Tarea -
Transcribe sin cambios las líneas del material desde la que contiene "Where can you see the hand" hasta el final del material, incluidas la primera y la última.

####

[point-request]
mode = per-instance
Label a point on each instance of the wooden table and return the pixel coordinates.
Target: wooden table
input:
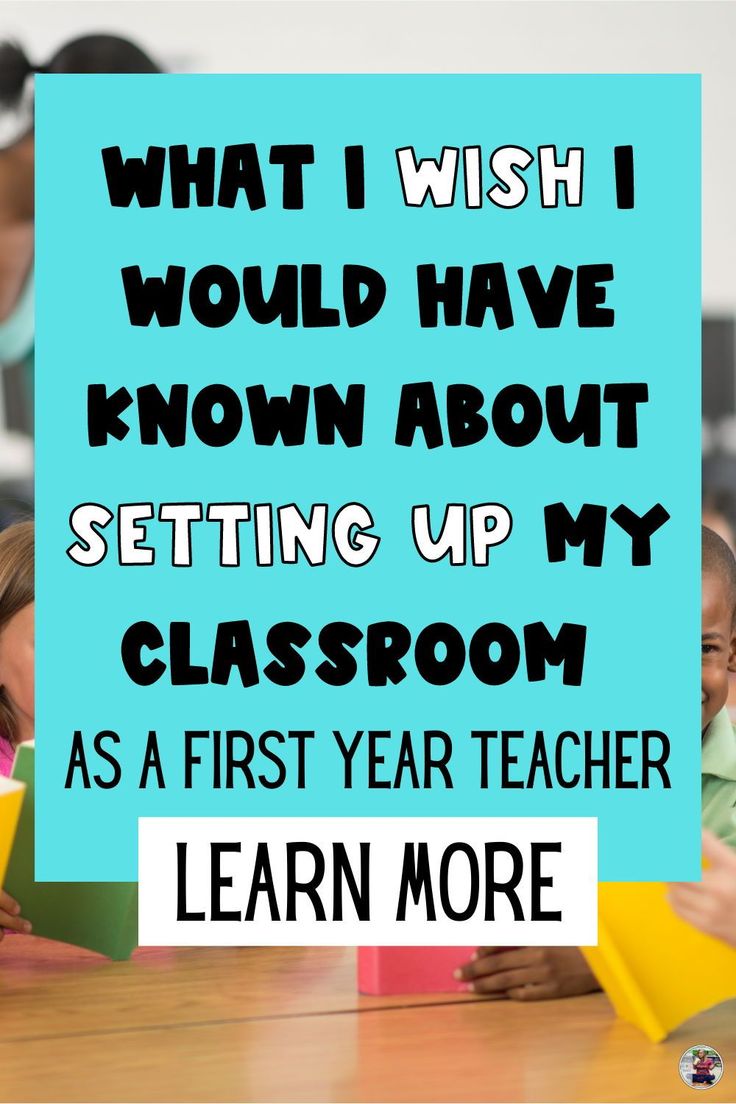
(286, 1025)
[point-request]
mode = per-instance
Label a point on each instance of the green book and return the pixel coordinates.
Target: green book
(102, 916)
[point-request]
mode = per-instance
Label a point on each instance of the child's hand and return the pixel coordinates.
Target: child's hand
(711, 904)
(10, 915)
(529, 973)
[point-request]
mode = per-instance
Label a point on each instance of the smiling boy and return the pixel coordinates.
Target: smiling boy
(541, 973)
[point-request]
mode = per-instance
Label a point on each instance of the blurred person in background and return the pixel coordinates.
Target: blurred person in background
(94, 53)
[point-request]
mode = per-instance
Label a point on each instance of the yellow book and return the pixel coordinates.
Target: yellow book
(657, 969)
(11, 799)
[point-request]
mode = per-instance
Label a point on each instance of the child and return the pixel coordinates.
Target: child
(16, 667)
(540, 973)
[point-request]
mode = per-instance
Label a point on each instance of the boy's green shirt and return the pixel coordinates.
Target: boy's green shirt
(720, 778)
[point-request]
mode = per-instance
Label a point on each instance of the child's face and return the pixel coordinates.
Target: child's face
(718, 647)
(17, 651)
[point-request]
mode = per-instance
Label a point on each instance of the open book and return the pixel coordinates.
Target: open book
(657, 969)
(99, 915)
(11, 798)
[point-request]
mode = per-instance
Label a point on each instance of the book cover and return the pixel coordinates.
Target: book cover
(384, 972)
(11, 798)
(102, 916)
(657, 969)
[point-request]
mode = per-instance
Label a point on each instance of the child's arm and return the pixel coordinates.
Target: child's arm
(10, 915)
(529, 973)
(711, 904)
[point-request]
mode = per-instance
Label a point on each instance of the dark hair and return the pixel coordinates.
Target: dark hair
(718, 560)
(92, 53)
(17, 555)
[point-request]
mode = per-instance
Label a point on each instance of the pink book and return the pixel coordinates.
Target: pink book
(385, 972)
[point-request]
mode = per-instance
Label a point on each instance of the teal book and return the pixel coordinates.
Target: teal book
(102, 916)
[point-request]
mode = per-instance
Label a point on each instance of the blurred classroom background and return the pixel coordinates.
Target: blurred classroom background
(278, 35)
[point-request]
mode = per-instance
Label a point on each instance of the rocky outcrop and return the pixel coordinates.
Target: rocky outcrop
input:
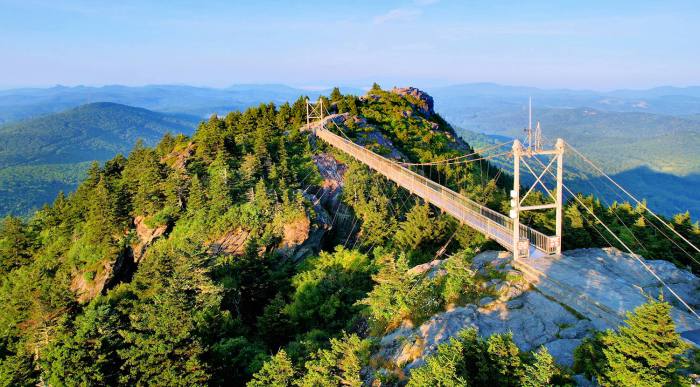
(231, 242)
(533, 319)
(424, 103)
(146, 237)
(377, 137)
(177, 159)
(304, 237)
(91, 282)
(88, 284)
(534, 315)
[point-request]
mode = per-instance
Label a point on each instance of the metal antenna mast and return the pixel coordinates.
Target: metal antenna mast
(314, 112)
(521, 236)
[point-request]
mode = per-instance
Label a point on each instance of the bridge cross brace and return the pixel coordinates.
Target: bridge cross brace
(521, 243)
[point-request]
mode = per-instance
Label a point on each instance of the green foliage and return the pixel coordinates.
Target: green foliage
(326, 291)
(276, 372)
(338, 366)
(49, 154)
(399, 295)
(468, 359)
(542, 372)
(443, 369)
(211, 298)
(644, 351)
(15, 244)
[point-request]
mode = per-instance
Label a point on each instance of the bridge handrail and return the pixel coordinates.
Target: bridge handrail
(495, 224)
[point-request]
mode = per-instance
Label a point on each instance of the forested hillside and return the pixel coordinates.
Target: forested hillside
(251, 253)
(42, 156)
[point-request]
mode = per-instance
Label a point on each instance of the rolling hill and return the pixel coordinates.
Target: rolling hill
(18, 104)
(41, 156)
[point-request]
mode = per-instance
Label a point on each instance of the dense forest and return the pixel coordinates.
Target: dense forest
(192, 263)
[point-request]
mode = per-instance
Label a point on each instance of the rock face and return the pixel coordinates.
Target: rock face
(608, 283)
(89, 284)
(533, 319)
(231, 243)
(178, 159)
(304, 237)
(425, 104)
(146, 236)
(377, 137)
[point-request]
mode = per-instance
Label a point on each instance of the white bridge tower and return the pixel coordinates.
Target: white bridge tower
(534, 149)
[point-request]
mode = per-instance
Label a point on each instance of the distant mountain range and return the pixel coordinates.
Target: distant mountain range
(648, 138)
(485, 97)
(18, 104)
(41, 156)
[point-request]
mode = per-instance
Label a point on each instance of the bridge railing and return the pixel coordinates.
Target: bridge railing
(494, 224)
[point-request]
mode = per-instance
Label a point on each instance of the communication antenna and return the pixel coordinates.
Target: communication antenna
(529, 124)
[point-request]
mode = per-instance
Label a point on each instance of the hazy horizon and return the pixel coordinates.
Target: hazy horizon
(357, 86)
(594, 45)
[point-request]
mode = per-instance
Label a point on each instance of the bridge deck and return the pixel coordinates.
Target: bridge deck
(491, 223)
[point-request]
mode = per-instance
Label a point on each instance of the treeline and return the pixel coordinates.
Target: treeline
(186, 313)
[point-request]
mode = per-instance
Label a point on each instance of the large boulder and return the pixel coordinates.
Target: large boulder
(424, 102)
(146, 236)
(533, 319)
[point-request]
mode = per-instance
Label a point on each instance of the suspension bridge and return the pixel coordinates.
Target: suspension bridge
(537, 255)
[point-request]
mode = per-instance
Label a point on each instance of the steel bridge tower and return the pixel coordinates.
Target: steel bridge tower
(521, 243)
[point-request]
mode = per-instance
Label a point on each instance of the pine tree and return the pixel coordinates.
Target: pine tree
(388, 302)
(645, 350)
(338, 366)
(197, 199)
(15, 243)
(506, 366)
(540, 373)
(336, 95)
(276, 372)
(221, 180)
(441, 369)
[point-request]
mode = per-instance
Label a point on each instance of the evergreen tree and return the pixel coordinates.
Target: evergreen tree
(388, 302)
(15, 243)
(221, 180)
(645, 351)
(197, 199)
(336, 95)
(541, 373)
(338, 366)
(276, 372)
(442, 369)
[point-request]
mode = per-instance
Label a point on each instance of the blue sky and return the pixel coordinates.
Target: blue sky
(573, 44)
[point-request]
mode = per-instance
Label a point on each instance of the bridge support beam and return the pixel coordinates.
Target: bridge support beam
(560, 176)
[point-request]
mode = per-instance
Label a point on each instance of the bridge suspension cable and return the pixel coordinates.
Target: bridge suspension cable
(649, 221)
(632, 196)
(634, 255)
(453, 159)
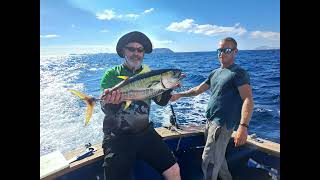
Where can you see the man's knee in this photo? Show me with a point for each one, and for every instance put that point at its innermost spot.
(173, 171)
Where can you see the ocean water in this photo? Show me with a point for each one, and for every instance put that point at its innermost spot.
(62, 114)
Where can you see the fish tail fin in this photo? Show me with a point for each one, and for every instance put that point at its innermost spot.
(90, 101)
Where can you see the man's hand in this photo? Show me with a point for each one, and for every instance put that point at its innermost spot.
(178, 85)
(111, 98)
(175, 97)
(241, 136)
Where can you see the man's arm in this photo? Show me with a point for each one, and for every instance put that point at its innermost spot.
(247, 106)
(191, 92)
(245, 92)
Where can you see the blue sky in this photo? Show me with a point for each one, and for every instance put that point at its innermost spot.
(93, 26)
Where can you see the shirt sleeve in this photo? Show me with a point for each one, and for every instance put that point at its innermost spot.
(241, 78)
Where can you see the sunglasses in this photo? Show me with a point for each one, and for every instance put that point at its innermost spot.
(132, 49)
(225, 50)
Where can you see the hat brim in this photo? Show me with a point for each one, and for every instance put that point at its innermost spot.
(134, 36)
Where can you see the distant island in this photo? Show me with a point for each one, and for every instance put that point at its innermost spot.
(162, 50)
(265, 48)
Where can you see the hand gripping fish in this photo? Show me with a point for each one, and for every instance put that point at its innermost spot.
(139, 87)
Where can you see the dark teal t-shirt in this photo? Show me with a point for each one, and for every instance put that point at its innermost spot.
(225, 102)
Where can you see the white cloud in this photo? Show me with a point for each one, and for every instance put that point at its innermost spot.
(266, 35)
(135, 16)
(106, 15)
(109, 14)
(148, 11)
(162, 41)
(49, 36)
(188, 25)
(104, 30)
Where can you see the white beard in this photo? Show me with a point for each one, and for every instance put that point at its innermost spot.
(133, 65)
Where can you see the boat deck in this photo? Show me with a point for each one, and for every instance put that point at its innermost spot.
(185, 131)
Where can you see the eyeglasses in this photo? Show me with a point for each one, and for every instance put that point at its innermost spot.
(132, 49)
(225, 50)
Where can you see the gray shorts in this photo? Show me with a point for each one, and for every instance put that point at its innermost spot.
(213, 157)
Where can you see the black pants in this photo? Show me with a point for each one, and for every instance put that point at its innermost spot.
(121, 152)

####

Solución escrita -
Where can you see the hand gripping fish in this photo? Show me with a point for each one, and for every instance put that point at its innermost spot.
(139, 87)
Where can you see the dark teal t-shirt in this photo? Show me with a point for each one, and for every instance put that point at its innermost spot.
(225, 102)
Where can you see the white cloud in this photo? Show me with a point for each one, and for every instance put that point at its innermost spot.
(266, 35)
(135, 16)
(106, 15)
(109, 14)
(148, 11)
(162, 41)
(49, 36)
(188, 25)
(104, 30)
Where can you see the white beard in this photo? Show me with a point for each one, and for every instance put that point at its innermost spot.
(133, 65)
Where can you see the boat deck in this photo? Show me with a point for each one, and for every instance put that point at its innermost spot.
(185, 131)
Where can you see the eyeglasses in this photo? Show me with a point for each one, and for every instance put that point at its innermost spot.
(132, 49)
(225, 50)
Where can you see the gray shorts in this photo? Show me with a point for each one, and for every instance put that point at its innermost spot.
(213, 157)
Where can you see the black pants in this photo? Show me with a point for each one, and for every instance put that point at its innermost spot.
(121, 152)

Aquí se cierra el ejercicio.